> [ЗАДАНИЯ]
a: Переведите на английский язык предложение из рассказа об охоте в тайге: «Вскоре наши собаки залаяли белку, и я забыл про эту стрельбу».
b: Продолжите рассказ об охоте в тайге, начав сразу после его последнего предложения.

> [ИСХОДНЫЙ ТЕКСТ]
----
Раздался гулкий выстрел из централки. Лай замолк, но через минуту возобновился с еще большей силой.
— Промазала тетка Арина, — прокомментировал Михаил.
Опять выстрел — несколько секунд молчания и — опять лай. Так повторялось несколько раз.
Михаил уже перестал вслушиваться и только качал головой, когда вновь и вновь слышались выстрелы. Мы уже перевалили хребет, лай стал едва слышен, но все еще доносился, прерываемый время от времени выстрелами.
— Ну, расстреляет все патроны и домой придет, — сказал Михаил.
Вскоре наши собаки залаяли белку, и я забыл про эту стрельбу.
Обратной дорогой вышли на Шону много выше и шли по ней километра три. В одном месте видели по следу, как лось хотел перейти реку, но у берега провалился в воду. Мы представили себе, как могучий зверь быстро и ловко выбрался на берег из реки. Михаил стал рассказывать о своих встречах с лосями на Шоне. Их было немало — Михаил не сидел без мяса.
Этот день был удачным не только для нас, но и для Петрухи, и тетки Арины. Она, как всегда немногословная, что-то быстро рассказала по-эвенкийски Михаилу, и уже он передал мне, что с ней случилось.
Буська лаял соболя на вершине большого кедра. Она выстрелила, но он продолжал сидеть, затаившись между веток, почти у самой вершины. Она выстрелила еще и еще раз, и так расстреляла все патроны — осталось всего два. Делать нечего — стала рубить кедр.
С топором старушка управляется не хуже, чем с бутылкой спирта, — долго ли, коротко ли, а срубила. Когда дерево упало, соболь пустился наутек, Буська за ним, а она поплелалсь по его следу. Метров через пятьдесят нашла соболя мертвым — видно он сидел на кедре уже тяжело раненным.
Напились чаю, сварили рябчиков, покормили собак. Эта ночь была моей последней ночевкой в юрте. Назавтра мы сходили туда же, убили трех белок, соболя не встретили, и Михаил решил возвращаться. Я не возражал.
В четыре часа мы ушли из юрты в Нюруткан и через три часа ходьбы с глади озера открылась красивая картина — в свете какого-то особенного фиолетового зимнего сибирского заката на фоне высокого хребта у берега озера теснилось несколько маленьких домиков. Так необъятна казалась отсюда тайга, так суровы хребты и так малы и жалки эти домики!
----
> [ИСХОДНЫЕ ДАННЫЕ]

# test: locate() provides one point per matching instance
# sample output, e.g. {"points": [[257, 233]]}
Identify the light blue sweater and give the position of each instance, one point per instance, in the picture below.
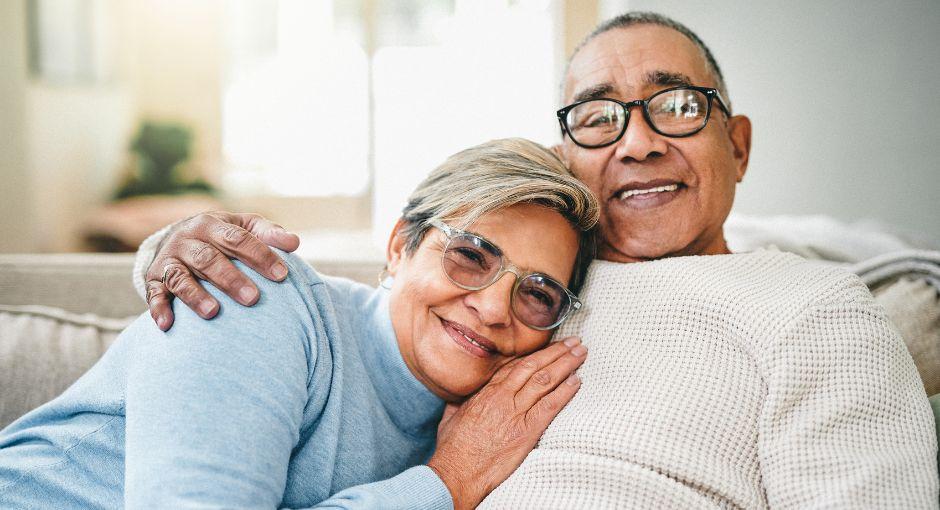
{"points": [[300, 401]]}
----
> [ОТВЕТЫ]
a: Soon our dogs started barking at a squirrel, and I forgot all about that shooting.

b:
14 ноября — 55 г. Сегодня я простился с Нюрутканом. Вдвоем с Семеном Сидоровичем — он на лошади с моим рюкзаком, я пешком — отправились в Муринью. Он уехал вперед, а я шел не спеша — идти было трудно — по глубокому снегу неровная конная дорога (верхом ездили), а за лошадью идти плохо. Мы вышли поздно, часов в 12, так что я к вечеру еще был далеко. Оценив обстановку, стал нажимать, но все равно темнота застала в дороге. Тут-то я и проклял тунгусские кульмеи, пожалел, что на мне не простые валенки, которыми бы я месил снег, как трактор. Кульмеи же скользили по снегу, ноги подгибались, попадая на кочки, опять «два шага шагаешь — на третий упадешь».
А в Муринье меня встретили Семен и Юрий, отмечавшие «новый дом». Смесь спирта и браги оказалась для меня чрезмерной, и я впервые за все пребывание у эвенков завалился спать на полу.
Утром пришла тетка Арина, привела оленей, привезла вещи и напилась в стельку. Привязалась как банный лист: «Поставь сто грамм». Пришлось ставить.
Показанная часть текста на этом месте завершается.